⟨

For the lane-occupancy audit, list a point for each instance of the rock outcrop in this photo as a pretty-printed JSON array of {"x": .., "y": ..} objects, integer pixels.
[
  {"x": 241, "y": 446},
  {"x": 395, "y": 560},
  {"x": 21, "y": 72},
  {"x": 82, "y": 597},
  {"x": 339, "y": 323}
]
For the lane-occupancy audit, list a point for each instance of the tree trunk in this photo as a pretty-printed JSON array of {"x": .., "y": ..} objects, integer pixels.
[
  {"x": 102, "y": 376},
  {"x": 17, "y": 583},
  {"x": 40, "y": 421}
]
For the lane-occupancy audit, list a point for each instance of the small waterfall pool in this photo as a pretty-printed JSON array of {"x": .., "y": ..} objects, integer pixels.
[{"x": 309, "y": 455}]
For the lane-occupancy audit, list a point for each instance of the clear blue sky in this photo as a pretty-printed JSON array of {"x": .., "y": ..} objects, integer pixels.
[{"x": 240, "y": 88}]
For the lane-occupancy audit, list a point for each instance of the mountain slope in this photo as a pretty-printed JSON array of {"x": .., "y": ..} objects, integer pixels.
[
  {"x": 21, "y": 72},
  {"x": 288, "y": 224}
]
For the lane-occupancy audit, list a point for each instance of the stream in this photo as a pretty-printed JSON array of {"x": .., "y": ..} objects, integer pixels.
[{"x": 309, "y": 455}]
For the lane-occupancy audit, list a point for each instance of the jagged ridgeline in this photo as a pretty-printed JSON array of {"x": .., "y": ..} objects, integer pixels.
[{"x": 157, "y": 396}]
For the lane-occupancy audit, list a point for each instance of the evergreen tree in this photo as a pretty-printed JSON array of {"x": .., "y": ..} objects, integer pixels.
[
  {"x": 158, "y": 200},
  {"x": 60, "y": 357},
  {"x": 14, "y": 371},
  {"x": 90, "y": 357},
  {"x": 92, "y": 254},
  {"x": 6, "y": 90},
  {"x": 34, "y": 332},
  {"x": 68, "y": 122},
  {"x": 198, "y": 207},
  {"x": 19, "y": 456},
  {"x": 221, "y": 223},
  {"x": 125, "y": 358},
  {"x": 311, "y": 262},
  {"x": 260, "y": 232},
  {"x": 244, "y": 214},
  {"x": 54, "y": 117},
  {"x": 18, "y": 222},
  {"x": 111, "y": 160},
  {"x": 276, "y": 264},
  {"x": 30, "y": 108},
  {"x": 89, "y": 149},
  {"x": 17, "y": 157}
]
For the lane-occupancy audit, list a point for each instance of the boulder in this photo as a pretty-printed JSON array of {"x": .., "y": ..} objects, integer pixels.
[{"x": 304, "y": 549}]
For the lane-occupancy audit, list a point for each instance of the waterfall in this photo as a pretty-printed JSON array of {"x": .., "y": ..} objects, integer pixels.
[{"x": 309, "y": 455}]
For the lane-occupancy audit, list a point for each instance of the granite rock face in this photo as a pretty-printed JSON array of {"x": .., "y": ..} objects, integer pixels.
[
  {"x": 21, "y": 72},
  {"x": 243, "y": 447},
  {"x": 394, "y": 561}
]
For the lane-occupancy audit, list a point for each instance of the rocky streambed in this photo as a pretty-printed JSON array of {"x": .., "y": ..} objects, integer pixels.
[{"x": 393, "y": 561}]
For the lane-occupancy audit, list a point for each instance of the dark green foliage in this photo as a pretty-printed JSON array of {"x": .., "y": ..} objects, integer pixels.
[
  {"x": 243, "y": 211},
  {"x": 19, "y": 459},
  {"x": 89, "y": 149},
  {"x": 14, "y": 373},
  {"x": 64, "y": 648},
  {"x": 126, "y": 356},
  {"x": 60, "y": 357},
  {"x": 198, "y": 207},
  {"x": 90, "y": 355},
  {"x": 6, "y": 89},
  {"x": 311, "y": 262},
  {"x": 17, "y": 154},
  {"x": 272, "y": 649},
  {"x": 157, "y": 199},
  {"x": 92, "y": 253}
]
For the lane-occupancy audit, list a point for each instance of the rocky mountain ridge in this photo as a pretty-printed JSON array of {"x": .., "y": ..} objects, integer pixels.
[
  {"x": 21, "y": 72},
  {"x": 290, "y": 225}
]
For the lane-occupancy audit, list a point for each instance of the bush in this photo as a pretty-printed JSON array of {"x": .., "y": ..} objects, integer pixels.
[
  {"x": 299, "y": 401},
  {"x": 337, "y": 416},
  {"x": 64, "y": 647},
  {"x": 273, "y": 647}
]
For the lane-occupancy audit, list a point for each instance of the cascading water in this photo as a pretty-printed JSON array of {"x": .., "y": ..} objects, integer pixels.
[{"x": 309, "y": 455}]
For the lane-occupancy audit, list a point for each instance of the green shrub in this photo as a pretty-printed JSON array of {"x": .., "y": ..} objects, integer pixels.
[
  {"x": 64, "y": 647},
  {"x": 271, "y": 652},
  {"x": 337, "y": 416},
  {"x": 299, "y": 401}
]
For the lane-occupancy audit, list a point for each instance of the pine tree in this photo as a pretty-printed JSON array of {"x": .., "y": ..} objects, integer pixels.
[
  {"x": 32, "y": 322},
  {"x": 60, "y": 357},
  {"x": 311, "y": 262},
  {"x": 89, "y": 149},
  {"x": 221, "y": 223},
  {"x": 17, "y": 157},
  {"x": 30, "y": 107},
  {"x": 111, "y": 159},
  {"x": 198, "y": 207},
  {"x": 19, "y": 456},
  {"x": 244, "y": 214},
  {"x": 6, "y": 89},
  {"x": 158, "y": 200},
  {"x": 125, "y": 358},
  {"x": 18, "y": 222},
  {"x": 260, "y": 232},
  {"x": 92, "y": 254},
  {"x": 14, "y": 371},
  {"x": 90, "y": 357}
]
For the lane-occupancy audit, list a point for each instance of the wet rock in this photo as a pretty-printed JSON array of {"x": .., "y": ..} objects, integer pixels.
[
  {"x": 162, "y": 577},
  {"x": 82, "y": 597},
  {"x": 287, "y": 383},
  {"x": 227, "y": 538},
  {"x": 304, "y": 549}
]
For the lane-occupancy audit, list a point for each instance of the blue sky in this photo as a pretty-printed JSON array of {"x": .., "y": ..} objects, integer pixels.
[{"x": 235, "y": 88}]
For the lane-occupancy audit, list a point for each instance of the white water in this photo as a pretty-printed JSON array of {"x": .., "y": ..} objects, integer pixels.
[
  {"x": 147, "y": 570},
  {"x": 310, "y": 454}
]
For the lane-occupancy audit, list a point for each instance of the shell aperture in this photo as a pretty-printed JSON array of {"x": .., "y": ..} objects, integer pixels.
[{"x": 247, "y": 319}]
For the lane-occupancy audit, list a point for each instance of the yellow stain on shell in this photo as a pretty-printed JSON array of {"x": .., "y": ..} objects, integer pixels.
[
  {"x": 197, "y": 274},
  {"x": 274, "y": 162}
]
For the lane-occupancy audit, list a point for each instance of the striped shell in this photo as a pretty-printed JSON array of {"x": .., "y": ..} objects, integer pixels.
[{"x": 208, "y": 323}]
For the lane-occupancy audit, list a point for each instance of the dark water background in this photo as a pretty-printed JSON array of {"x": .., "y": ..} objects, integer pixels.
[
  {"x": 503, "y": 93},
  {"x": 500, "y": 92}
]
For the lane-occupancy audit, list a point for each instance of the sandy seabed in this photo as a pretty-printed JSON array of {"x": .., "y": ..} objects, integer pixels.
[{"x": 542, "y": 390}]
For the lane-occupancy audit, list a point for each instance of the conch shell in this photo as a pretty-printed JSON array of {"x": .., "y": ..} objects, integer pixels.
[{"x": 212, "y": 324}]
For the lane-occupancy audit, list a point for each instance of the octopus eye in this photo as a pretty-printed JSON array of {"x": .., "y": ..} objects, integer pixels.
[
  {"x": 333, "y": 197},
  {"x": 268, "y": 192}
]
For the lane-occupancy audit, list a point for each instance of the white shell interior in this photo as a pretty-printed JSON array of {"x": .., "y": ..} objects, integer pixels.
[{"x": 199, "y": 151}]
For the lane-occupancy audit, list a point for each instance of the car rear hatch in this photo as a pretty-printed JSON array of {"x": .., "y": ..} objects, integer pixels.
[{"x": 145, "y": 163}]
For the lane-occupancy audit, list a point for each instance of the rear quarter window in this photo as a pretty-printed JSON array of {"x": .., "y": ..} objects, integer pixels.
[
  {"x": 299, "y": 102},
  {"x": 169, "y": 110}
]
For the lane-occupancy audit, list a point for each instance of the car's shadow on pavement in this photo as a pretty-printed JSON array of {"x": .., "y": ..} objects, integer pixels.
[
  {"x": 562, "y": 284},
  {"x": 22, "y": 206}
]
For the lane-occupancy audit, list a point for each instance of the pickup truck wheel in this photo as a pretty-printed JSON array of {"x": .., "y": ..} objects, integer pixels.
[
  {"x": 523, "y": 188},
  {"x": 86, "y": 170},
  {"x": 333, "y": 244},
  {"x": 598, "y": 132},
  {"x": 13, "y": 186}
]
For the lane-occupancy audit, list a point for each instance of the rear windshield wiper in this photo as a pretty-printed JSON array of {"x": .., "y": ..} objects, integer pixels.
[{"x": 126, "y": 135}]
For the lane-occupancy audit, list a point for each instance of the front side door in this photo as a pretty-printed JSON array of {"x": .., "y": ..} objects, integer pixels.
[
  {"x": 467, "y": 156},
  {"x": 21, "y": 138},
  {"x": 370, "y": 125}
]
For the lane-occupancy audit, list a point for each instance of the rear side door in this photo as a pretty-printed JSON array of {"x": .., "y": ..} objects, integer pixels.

⟩

* JOB
Arrange everything in the listing above, from the line containing "of the front" down to its final line, as a JSON list of strings with one string per line, omitting any blank lines.

* SOLUTION TO THIS EXERCISE
[
  "For the lane-occupancy audit, list a point for each instance of the front side door in this photo as a pretty-printed JSON array of {\"x\": .., \"y\": ..} objects, integer pixels.",
  "[",
  "  {\"x\": 467, \"y\": 156},",
  "  {\"x\": 21, \"y\": 138},",
  "  {\"x\": 370, \"y\": 125}",
  "]",
  "For the lane-occupancy audit, list a point for each instance of the rear side door in this photo as a pretty-printed JSON array of {\"x\": .., \"y\": ..} objects, integer pixels."
]